◆ STATED EXERCISE
Return each of the rows below verbatim, leaving out the pictures.

◆ RECORDS FOR THE EXERCISE
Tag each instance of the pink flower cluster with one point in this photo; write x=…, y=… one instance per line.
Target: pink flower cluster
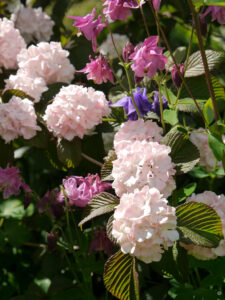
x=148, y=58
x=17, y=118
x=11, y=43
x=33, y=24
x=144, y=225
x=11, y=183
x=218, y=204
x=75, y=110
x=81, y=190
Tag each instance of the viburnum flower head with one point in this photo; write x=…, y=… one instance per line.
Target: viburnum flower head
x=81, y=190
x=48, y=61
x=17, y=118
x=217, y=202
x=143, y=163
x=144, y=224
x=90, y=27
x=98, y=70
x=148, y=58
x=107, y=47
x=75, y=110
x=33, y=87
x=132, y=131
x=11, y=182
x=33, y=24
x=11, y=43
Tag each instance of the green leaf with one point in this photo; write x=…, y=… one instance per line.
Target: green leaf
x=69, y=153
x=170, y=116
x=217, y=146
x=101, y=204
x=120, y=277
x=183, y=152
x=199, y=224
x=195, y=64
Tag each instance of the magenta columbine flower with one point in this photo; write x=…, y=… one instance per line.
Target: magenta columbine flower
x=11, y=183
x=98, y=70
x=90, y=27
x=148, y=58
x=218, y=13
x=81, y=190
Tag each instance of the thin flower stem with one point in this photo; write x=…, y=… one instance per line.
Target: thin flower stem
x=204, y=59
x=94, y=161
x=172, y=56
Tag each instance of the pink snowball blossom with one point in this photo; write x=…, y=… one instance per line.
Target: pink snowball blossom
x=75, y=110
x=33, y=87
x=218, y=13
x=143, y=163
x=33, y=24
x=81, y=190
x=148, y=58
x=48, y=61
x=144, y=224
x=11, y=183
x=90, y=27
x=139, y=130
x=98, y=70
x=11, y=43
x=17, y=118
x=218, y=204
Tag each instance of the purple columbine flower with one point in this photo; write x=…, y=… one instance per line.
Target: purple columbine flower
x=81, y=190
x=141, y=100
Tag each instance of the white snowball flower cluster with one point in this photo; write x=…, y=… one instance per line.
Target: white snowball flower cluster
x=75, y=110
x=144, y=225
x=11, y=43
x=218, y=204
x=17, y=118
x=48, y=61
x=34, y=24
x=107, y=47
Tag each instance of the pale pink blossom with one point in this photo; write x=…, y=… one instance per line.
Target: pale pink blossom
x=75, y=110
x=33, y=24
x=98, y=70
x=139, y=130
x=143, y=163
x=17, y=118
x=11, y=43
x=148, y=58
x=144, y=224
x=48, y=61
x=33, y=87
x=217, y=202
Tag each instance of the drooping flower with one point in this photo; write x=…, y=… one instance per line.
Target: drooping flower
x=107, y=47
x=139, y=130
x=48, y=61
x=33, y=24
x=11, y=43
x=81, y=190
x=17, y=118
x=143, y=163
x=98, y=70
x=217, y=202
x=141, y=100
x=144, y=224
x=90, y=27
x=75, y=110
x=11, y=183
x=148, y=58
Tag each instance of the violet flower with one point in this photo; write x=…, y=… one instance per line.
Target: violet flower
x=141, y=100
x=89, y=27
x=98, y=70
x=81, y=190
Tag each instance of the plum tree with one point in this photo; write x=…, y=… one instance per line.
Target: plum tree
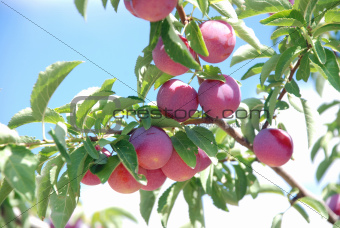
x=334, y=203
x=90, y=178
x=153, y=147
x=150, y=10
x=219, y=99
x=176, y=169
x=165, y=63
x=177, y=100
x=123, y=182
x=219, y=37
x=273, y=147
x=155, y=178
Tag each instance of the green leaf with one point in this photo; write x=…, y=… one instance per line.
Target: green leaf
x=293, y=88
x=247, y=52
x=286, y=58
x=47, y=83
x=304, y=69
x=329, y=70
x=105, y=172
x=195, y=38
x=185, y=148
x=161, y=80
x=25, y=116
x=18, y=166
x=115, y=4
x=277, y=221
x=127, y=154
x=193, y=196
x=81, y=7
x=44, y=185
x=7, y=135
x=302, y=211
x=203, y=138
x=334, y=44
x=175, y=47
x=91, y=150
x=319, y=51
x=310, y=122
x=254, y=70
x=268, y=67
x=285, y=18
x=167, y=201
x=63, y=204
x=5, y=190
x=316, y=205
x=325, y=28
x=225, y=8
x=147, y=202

◆ EXPECTED ANSWER
Tag each instance of the pink flower cluster with one point in this photo; write x=…, y=… one instance per line.
Target: pink flower cluster
x=148, y=58
x=17, y=118
x=11, y=43
x=33, y=24
x=144, y=225
x=11, y=183
x=218, y=204
x=75, y=110
x=81, y=190
Tag each instance of the viburnum flower head with one point in this photo; write x=…, y=… one instance per line.
Target: viburnum flower head
x=81, y=190
x=48, y=61
x=17, y=118
x=217, y=202
x=143, y=163
x=144, y=224
x=90, y=27
x=98, y=70
x=148, y=58
x=107, y=47
x=75, y=110
x=33, y=87
x=132, y=131
x=11, y=182
x=33, y=24
x=11, y=43
Tag each instance of the green leaf with one point in this photo; write x=…, y=… one instance per line.
Target: green leaf
x=69, y=153
x=170, y=116
x=217, y=146
x=101, y=204
x=120, y=277
x=183, y=152
x=199, y=224
x=195, y=64
Tag each instance of the magenta columbine flower with one point in this photo; write x=…, y=… one instance per line.
Target: magenta columbine flower
x=11, y=183
x=98, y=70
x=90, y=27
x=148, y=58
x=218, y=13
x=81, y=190
Tag each instance of the thin flower stem with one point in this photo; write x=…, y=… one instance per line.
Target: thin flower stem
x=204, y=59
x=94, y=161
x=172, y=56
Tag each instance of the pink snowball blossom with one point in this photo; write x=…, y=… one instance per line.
Target: pink snowball blossom
x=75, y=110
x=33, y=87
x=218, y=13
x=143, y=163
x=33, y=24
x=81, y=190
x=148, y=58
x=48, y=61
x=144, y=224
x=11, y=183
x=90, y=27
x=139, y=130
x=98, y=70
x=11, y=43
x=17, y=118
x=218, y=204
Tag each instance of the purple columbine flower with one point in this photo; write x=…, y=… one instance per line.
Target: purple columbine flower
x=81, y=190
x=141, y=100
Tag each instance of the white snowball flower cluster with one point in this photo; write x=…, y=… one instance per line.
Target: white snowball flower cluster
x=75, y=110
x=144, y=225
x=11, y=43
x=218, y=204
x=17, y=118
x=48, y=61
x=34, y=24
x=107, y=47
Tag each instance of the pale pink blossom with one point in this photo; write x=…, y=… one instance per line.
Target: pale pink blossom
x=75, y=110
x=33, y=24
x=98, y=70
x=139, y=130
x=143, y=163
x=17, y=118
x=11, y=43
x=148, y=58
x=144, y=224
x=48, y=61
x=33, y=87
x=217, y=202
Tag each instance of the drooping flower with one point in this photo; write x=…, y=… one instance per line.
Target: drooping flower
x=107, y=47
x=139, y=130
x=48, y=61
x=33, y=24
x=11, y=43
x=81, y=190
x=17, y=118
x=143, y=163
x=98, y=70
x=217, y=202
x=141, y=100
x=144, y=224
x=90, y=27
x=75, y=110
x=11, y=183
x=148, y=58
Tag each instance of the violet flower with one point in this photo; write x=…, y=… one instance per line.
Target: violet flower
x=141, y=100
x=89, y=27
x=98, y=70
x=81, y=190
Tag each instance of the plum tree with one point in this photo; write x=…, y=… one instance per line.
Target: plum tree
x=334, y=203
x=90, y=178
x=153, y=147
x=150, y=10
x=219, y=99
x=176, y=169
x=165, y=63
x=177, y=100
x=123, y=182
x=219, y=37
x=273, y=147
x=155, y=178
Tag each instance of the green leaf with one point in this photo; write x=…, y=… one instance per line.
Target: green leaf
x=293, y=88
x=247, y=52
x=286, y=58
x=47, y=83
x=304, y=69
x=329, y=70
x=105, y=172
x=195, y=38
x=185, y=148
x=161, y=80
x=25, y=116
x=18, y=166
x=115, y=4
x=277, y=221
x=127, y=154
x=193, y=196
x=81, y=7
x=44, y=185
x=7, y=135
x=302, y=211
x=203, y=138
x=334, y=44
x=175, y=47
x=91, y=150
x=319, y=51
x=310, y=122
x=254, y=70
x=268, y=67
x=285, y=18
x=167, y=201
x=63, y=204
x=5, y=190
x=316, y=205
x=325, y=28
x=225, y=8
x=147, y=202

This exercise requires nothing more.